— Given passage —

•••••

# My pidgy babies! (:



## SamanthaBrooke (Jun 24, 2011)

I thought I'd share some cute pictures of my pigeons!


----------



## Print Tippler (May 18, 2011)

did you cut out your wall to make a pigeon loft?


----------



## SamanthaBrooke (Jun 24, 2011)

Lol no, it's suppose to be one of those fancy window seats or whatever but I converted it into something more practical!!


----------



## Print Tippler (May 18, 2011)

Oh alright, nice little addition. You get to sit down next to them all day? I have to go outside and bear the elements to do that haha. You need to buy some pigeon diapers for them. It would be nice to have like 20 pigeons walking and flying around my house wearing diapers. Too bad I have 5 cats.


----------



## Dobato (Jul 3, 2008)

Samantha, great photos, thanks for sharing .

Karyn


----------



## mpigeon (Aug 25, 2011)

How cute! 
They're great, hope all goes well with you and your pigeons!


----------



## Msfreebird (Sep 23, 2007)

•••••

— Exercise tasks —
1. In the pigeon forum thread, what did SamanthaBrooke convert into a place for her pigeons?
2. Repeat the part of the pigeon forum thread starting at "Oh alright, nice" and ending at "for sharing .".

— Data entries —
•••••

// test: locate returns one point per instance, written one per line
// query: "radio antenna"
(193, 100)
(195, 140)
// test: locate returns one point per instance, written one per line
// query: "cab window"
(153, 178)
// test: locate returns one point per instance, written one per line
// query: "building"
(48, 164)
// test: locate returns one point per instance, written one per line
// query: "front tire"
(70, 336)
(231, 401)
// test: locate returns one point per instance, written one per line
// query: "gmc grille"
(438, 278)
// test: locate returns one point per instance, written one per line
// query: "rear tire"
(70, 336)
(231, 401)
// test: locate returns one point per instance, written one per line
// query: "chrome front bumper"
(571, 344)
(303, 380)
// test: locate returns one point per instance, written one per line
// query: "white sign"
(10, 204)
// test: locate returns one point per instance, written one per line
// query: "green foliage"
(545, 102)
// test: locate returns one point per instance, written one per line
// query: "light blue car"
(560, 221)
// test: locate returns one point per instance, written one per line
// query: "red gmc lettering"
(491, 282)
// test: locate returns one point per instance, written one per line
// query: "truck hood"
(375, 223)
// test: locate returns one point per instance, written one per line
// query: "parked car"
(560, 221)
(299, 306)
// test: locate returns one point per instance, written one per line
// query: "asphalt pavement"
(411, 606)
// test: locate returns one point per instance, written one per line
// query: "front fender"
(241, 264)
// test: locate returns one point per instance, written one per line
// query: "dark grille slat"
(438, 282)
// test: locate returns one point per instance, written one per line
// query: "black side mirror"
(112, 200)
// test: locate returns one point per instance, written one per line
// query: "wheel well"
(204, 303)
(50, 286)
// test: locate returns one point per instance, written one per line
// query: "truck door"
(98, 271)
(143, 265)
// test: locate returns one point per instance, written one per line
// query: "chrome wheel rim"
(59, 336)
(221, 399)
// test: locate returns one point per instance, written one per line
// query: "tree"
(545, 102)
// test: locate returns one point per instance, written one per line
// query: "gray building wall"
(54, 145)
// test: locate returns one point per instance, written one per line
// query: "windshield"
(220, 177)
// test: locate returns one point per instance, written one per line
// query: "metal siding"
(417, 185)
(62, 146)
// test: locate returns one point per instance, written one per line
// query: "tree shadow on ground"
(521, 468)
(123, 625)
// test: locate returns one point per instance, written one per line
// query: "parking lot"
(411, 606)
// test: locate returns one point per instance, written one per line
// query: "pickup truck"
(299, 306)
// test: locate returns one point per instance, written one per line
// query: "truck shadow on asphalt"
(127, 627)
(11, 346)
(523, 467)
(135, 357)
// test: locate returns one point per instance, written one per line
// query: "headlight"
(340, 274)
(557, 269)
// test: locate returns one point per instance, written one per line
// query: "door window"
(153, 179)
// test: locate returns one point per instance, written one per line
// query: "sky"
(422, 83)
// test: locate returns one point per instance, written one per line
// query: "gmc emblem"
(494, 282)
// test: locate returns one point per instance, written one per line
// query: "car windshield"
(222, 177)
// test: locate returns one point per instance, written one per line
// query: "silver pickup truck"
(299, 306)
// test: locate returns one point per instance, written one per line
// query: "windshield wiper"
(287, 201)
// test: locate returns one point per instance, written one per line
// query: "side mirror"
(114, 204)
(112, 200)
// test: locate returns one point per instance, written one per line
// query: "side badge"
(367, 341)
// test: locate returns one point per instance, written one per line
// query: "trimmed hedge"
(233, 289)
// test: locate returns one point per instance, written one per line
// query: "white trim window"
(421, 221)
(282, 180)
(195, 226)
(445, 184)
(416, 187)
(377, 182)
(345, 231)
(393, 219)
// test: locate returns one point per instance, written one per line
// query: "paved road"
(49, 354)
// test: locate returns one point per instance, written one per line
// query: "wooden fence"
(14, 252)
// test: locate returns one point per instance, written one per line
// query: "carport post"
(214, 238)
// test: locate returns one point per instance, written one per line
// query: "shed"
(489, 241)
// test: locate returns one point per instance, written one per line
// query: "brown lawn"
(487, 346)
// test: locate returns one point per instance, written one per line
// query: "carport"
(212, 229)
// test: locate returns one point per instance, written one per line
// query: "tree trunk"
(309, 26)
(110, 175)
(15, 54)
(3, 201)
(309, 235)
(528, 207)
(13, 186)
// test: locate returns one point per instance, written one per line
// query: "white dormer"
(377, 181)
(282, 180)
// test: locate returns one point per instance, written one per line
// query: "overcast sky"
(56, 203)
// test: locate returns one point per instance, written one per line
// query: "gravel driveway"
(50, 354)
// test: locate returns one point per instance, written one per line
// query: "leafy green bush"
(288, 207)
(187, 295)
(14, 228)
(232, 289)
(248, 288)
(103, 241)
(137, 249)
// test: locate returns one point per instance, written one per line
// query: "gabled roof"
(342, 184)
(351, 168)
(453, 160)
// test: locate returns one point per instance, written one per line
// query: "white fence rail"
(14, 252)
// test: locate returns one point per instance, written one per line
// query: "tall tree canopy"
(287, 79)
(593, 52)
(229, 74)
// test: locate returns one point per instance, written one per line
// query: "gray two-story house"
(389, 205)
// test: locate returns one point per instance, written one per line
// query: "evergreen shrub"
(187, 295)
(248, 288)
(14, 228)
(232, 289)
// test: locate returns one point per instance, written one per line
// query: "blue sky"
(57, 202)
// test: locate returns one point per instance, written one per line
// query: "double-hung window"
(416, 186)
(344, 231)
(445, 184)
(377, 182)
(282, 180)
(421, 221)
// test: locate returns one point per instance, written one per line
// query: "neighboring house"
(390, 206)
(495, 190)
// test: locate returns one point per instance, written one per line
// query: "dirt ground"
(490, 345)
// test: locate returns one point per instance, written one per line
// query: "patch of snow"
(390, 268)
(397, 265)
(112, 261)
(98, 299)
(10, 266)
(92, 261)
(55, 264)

•••••

— Solutions —
1. A window seat.

2.
Oh alright, nice little addition. You get to sit down next to them all day? I have to go outside and bear the elements to do that haha. You need to buy some pigeon diapers for them. It would be nice to have like 20 pigeons walking and flying around my house wearing diapers. Too bad I have 5 cats.


----------



## Dobato (Jul 3, 2008)

Samantha, great photos, thanks for sharing .